* **ESTRATTO DEL TESTO**
┌────────
Ci sono alcuni atteggiamenti che appaiono innocui sul posto di lavoro, ma in realtà possono portare al licenziamento, o addirittura alla denuncia.
Quando si lavora come dipendenti, la routine quotidiana si solidifica: si entra al lavoro, si svolgono le mansioni, si fa qualche chiacchiera e si prende un caffè. Tutte attività normali, che fanno parte della giornata tipo di ogni lavoratore medio, qualunque sia il suo impiego.

Tuttavia, come ogni cosa, il troppo stroppia. E quando alcune abitudini prendono il sopravvento, scattano le tutele per il datore di lavoro, che ha il compito di monitorare il lavoro dei dipendenti, nonché preservare l’immagine dell’azienda.
Certo, ciò non significa che il lavoratore manchi di professionalità o rispetto, ma se un collega dovesse far notare un atteggiamento frequente o lo stesso datore di lavoro lamentasse una lacuna, il rischio è che scatti il licenziamento per giusta causa – se non addirittura una denuncia. Qui entrano in gioco le pause caffè. Per quanto possa sembrare inusuale, diverse sentenze hanno dato ragione al datore di lavoro.
Quando un caffè può costarti il posto di lavoro – e una denuncia
Anche se non riguarda solo questo settore, per capire bene la questione basta riesumare il recente caso di Torino, quando i medici al bar con il camice hanno fatto scattare una vera e propria polemica. A finire sotto i riflettori non è stato un errore medico o un disservizio, ma una semplice tazzina di espresso. Anzi, a essere precisi, il modo in cui veniva bevuta.

A firmare la circolare è stato il commissario straordinario Thomas Schael, che ha deciso di vietare a medici e infermieri di accedere alle mense o ai bar interni se indossano camici o divise. Per motivi igienici, si legge. Ecco, il vero motivo, a detta di molti, è anche il decoro.
Per capirci: la pausa caffè non è vietata, ma ha dei limiti ben precisi. Secondo la normativa, è considerata legittima solo se rientra nell’orario previsto o viene correttamente timbrata. Altrimenti, può trasformarsi in assenteismo. E in certi casi, si finisce dritti in tribunale.
└────────
* **MATERIALE DI STUDIO**
┌────────
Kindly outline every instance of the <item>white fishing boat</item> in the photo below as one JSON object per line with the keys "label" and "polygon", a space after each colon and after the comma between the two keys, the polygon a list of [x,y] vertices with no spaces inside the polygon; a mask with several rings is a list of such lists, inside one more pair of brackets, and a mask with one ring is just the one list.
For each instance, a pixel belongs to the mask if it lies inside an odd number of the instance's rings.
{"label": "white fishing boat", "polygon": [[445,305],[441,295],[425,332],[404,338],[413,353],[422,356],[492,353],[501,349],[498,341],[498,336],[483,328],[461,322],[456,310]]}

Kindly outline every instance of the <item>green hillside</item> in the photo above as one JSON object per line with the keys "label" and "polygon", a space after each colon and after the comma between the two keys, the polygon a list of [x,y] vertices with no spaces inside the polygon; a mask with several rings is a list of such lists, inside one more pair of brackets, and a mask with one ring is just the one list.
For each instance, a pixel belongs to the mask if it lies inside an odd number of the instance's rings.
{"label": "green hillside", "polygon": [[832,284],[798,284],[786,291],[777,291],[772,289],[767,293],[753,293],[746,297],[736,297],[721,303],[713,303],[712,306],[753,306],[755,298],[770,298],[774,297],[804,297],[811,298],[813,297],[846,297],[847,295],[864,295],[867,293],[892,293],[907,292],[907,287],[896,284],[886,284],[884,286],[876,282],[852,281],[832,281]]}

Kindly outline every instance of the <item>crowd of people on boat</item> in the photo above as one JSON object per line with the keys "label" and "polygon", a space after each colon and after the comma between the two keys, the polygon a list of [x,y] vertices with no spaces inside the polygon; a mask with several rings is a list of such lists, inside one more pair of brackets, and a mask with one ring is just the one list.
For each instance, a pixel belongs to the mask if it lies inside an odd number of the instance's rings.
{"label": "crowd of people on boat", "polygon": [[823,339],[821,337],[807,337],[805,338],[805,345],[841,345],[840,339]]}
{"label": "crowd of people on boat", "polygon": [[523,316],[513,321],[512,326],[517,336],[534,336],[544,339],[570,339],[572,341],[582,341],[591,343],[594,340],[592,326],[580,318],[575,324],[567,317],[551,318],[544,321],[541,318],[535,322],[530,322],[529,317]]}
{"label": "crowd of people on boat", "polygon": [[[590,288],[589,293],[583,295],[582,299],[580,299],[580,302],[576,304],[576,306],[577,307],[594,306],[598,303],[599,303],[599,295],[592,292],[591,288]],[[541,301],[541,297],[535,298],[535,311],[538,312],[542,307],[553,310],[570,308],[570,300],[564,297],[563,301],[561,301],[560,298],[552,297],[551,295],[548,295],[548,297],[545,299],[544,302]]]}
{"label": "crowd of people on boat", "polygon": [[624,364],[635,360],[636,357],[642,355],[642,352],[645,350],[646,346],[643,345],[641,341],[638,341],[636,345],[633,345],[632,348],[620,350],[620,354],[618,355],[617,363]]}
└────────
* **COMPITI DA SVOLGERE**
• 1. Risponda alle seguenti domande sull'estratto:
(a) In quale città si è verificato il caso dei medici al bar con il camice?
(b) Chi ha firmato la circolare?
(c) Secondo la normativa, a quali condizioni la pausa caffè è considerata legittima?
• 2. Riassuma l'estratto in due frasi.
Le voci riportate non hanno alcun ruolo in questo lavoro.

* **SOLUZIONI**
• 1.
(a) A Torino.
(b) Il commissario straordinario Thomas Schael.
(c) Solo se rientra nell'orario previsto o viene correttamente timbrata.

• 2. Alcuni atteggiamenti in apparenza innocui sul posto di lavoro, come le pause caffè, possono portare al licenziamento per giusta causa o persino a una denuncia, e diverse sentenze hanno dato ragione al datore di lavoro. A Torino il commissario straordinario Thomas Schael ha vietato a medici e infermieri di accedere alle mense o ai bar interni con camici o divise, e secondo la normativa la pausa caffè è legittima solo se rientra nell'orario previsto o viene correttamente timbrata.